WHAT IS BEING ASKED:
Output all of the records again, exactly as written.

MATERIAL FOR THIS EXERCISE:
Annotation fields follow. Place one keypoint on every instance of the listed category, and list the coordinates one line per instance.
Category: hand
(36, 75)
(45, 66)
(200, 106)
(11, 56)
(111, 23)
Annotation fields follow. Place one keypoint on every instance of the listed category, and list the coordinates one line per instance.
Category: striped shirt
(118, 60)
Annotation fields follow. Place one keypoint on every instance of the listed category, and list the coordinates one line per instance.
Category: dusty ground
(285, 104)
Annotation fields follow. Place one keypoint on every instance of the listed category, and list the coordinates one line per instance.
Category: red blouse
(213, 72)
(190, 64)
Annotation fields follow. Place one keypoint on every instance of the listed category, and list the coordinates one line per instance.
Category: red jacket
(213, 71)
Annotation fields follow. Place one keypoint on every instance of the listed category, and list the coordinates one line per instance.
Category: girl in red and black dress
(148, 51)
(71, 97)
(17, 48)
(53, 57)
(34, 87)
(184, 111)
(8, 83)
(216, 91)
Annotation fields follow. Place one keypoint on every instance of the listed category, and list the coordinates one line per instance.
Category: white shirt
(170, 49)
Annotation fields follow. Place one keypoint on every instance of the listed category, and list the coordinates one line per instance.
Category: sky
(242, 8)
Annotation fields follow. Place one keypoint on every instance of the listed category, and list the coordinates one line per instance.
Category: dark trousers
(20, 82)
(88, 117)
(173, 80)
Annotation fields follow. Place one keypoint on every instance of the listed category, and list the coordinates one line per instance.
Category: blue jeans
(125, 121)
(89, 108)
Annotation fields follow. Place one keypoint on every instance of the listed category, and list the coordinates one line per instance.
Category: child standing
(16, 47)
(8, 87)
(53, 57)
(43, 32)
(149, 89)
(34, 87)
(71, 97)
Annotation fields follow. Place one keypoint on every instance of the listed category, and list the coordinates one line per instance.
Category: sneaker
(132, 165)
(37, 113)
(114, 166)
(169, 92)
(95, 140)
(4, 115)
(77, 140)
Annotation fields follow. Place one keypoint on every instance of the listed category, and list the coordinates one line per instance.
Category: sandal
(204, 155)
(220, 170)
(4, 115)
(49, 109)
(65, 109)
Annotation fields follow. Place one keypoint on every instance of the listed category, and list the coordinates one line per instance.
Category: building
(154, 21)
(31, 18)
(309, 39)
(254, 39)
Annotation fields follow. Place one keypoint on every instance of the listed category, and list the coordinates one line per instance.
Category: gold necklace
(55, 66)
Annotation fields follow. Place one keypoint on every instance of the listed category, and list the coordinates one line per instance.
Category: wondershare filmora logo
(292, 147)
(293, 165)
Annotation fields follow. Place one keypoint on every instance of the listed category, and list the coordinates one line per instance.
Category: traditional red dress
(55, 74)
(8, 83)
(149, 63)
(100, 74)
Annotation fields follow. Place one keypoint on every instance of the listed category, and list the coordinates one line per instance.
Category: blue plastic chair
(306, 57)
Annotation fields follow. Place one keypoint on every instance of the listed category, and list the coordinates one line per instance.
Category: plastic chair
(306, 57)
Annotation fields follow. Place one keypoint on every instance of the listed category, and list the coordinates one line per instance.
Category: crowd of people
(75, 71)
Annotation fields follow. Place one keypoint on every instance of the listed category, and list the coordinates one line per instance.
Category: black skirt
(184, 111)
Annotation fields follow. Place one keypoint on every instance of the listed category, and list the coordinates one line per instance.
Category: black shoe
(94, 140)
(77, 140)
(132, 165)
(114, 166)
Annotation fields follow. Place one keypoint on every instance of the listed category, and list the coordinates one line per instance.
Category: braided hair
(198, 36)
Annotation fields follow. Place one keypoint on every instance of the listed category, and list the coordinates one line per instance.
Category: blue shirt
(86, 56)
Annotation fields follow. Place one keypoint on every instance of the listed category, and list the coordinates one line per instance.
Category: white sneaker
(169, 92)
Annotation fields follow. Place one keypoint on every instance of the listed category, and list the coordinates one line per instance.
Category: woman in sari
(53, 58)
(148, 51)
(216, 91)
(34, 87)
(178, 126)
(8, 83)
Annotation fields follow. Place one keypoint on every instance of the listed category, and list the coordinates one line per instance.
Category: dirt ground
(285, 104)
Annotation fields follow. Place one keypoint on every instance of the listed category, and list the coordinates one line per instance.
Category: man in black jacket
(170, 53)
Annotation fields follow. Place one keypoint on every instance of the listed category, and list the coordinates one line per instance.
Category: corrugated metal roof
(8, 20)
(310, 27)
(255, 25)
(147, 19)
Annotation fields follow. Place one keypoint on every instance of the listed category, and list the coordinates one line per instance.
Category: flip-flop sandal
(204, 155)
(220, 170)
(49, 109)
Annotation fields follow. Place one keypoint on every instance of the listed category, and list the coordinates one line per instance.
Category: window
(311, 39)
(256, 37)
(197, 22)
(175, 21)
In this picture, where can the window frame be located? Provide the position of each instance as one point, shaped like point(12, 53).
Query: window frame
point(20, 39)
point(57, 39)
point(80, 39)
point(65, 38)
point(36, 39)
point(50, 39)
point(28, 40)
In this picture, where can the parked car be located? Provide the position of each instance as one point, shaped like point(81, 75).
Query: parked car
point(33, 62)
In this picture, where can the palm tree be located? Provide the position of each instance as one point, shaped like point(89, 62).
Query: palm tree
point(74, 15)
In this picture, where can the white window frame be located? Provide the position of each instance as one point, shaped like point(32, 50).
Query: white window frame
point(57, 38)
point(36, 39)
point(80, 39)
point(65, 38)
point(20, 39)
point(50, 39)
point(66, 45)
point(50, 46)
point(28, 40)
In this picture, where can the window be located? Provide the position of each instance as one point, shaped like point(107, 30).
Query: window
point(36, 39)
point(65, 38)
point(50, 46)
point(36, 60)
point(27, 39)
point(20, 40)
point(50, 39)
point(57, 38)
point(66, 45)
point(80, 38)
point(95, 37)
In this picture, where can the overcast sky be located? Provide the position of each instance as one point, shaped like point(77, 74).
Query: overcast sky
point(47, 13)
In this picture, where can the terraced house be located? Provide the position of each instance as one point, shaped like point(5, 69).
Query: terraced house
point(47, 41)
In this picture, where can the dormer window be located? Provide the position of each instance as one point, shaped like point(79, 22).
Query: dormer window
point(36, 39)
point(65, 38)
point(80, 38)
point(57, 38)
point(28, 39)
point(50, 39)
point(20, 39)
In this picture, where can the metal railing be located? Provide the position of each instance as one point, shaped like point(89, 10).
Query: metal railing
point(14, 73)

ANSWER FOR THE TASK:
Annotation fields follow. Place one keypoint on every instance of the listed category, and list the coordinates one line per instance.
Category: hand
(36, 75)
(45, 66)
(200, 106)
(11, 56)
(111, 23)
Annotation fields follow. Place one keypoint on every instance of the listed category, and list the coordinates one line per instance.
Category: striped shirt
(118, 60)
Annotation fields follow. Place one keypoint on every instance of the listed category, and list the coordinates one line per instance.
Category: dusty ground
(285, 104)
Annotation fields follow. Place one keypoint on every instance of the listed category, and list the coordinates one line per instance.
Category: red blouse
(213, 72)
(190, 64)
Annotation fields follow. Place one keypoint on every instance of the listed category, and list the coordinates one line per instance.
Category: red jacket
(213, 71)
Annotation fields follow. Place one keypoint on every instance of the listed category, and list the coordinates one line per instance.
Category: girl in red and black dress
(148, 51)
(71, 97)
(17, 48)
(53, 57)
(34, 87)
(184, 111)
(8, 83)
(216, 91)
Annotation fields follow. Place one keypoint on every instance of the listed category, and list the coordinates one line per instance.
Category: white shirt
(170, 49)
Annotation fields follow. Place one keypoint on every instance of the listed category, and list the coordinates one line per instance.
Category: sky
(242, 8)
Annotation fields follow. Place one keypoint on every instance of the listed category, and list the coordinates one line per instance.
Category: dark trousers
(20, 82)
(88, 117)
(173, 80)
Annotation fields follow. Place one keypoint on every instance of the listed category, and list the coordinates one line per instance.
Category: blue jeans
(125, 121)
(89, 108)
Annotation fields follow. Place one keypoint on every instance of the listed category, and list the coordinates one line per instance.
Category: child standing
(16, 47)
(8, 87)
(53, 57)
(43, 32)
(149, 89)
(34, 87)
(71, 97)
Annotation fields follow. Place one keypoint on every instance of the listed category, and list the coordinates one line per instance.
Category: sneaker
(132, 165)
(37, 113)
(114, 166)
(169, 92)
(95, 140)
(4, 115)
(77, 140)
Annotation fields follow. Place one keypoint on every instance of the listed category, and list the coordinates one line per instance.
Category: sandal
(204, 155)
(220, 170)
(4, 115)
(49, 109)
(65, 109)
Annotation fields follow. Place one keypoint on every instance of the listed category, and list the coordinates one line per instance.
Category: building
(154, 21)
(31, 18)
(309, 39)
(254, 39)
Annotation fields follow. Place one keypoint on every instance of the listed category, and list the coordinates one line per instance.
Category: gold necklace
(55, 66)
Annotation fields follow. Place one keypoint on every instance of the listed category, and list the coordinates one line per instance.
Category: wondershare filmora logo
(292, 147)
(293, 165)
Annotation fields follow. Place one keypoint on every instance of the listed category, and list the coordinates one line per instance.
Category: traditional red dress
(55, 74)
(8, 83)
(149, 63)
(100, 74)
Annotation fields follow. Place one keypoint on every instance of the listed category, and list the coordinates one line per instance.
Category: blue plastic chair
(306, 57)
Annotation fields follow. Place one keypoint on every instance of the listed category, and list the coordinates one line per instance.
Category: plastic chair
(306, 57)
Annotation fields follow. Place one keypoint on every instance of the listed category, and list the coordinates one line per instance.
Category: crowd of people
(75, 71)
Annotation fields follow. Place one keypoint on every instance of the listed category, and list the coordinates one line per instance.
Category: black skirt
(184, 111)
Annotation fields follow. Place one keypoint on every instance of the listed category, and list the coordinates one line per instance.
Category: black shoe
(94, 140)
(77, 140)
(132, 165)
(114, 166)
Annotation fields follow. Place one keypoint on every instance of the listed category, and list the coordinates one line per instance.
Category: braided hair
(198, 36)
Annotation fields follow. Place one keypoint on every instance of the listed category, and list the coordinates one line per instance.
Category: blue shirt
(86, 56)
Annotation fields follow. Place one keypoint on every instance of the listed category, and list the coordinates one line per instance.
Category: white sneaker
(169, 92)
Annotation fields follow. Place one keypoint on every instance of the listed category, and list the coordinates one line per instance.
Category: woman in sari
(53, 58)
(148, 51)
(216, 91)
(34, 87)
(178, 126)
(8, 83)
Annotation fields follow. Place one keypoint on every instance of the listed category, and list the coordinates one line per instance.
Category: dirt ground
(285, 104)
Annotation fields follow. Place one keypoint on every instance of the listed category, and list the coordinates one line per instance.
Category: man in black jacket
(170, 53)
Annotation fields follow. Place one keypoint on every instance of the listed category, and list the coordinates one line per instance.
Category: corrugated metal roof
(8, 20)
(310, 27)
(255, 25)
(147, 19)
Annotation fields follow. Place one keypoint on every instance of the listed category, and list the coordinates one line per instance.
Category: flip-flop sandal
(204, 155)
(220, 170)
(49, 109)
Annotation fields follow. Place one keypoint on every instance of the listed category, and list the coordinates one line per instance.
Category: window
(311, 39)
(256, 37)
(197, 22)
(175, 21)
In this picture, where can the window frame be located? Provide the position of each instance as one point, shaped like point(12, 53).
Query: window frame
point(20, 39)
point(57, 39)
point(80, 39)
point(65, 38)
point(36, 39)
point(50, 39)
point(28, 40)
In this picture, where can the parked car be located? Provide the position of each instance as one point, shaped like point(81, 75).
Query: parked car
point(33, 62)
In this picture, where can the palm tree be located? Provide the position of each instance as one point, shaped like point(89, 62).
Query: palm tree
point(74, 15)
In this picture, where can the white window frame be located? Provide the position of each instance as one point, shaped like point(32, 50).
Query: white window frame
point(57, 38)
point(36, 39)
point(80, 39)
point(65, 38)
point(20, 39)
point(50, 39)
point(66, 45)
point(50, 46)
point(28, 40)
In this picture, where can the window be located? Provide the position of each instance as one point, shaped like point(107, 30).
Query: window
point(36, 39)
point(65, 38)
point(50, 46)
point(36, 60)
point(27, 39)
point(20, 40)
point(50, 39)
point(57, 38)
point(66, 45)
point(80, 38)
point(95, 37)
In this picture, where can the overcast sky be located? Provide the position of each instance as one point, shaped like point(77, 74).
Query: overcast sky
point(47, 13)
In this picture, where can the terraced house be located? Provide the position of each instance as one point, shaped like point(5, 69).
Query: terraced house
point(47, 41)
In this picture, where can the dormer window be located? Provide the position of each instance as one point, shaped like point(79, 22).
Query: dormer window
point(36, 39)
point(65, 38)
point(80, 38)
point(57, 38)
point(28, 39)
point(50, 39)
point(20, 39)
In this picture, where can the metal railing be located? Provide the position of each instance as one point, shaped like point(89, 10).
Query: metal railing
point(14, 73)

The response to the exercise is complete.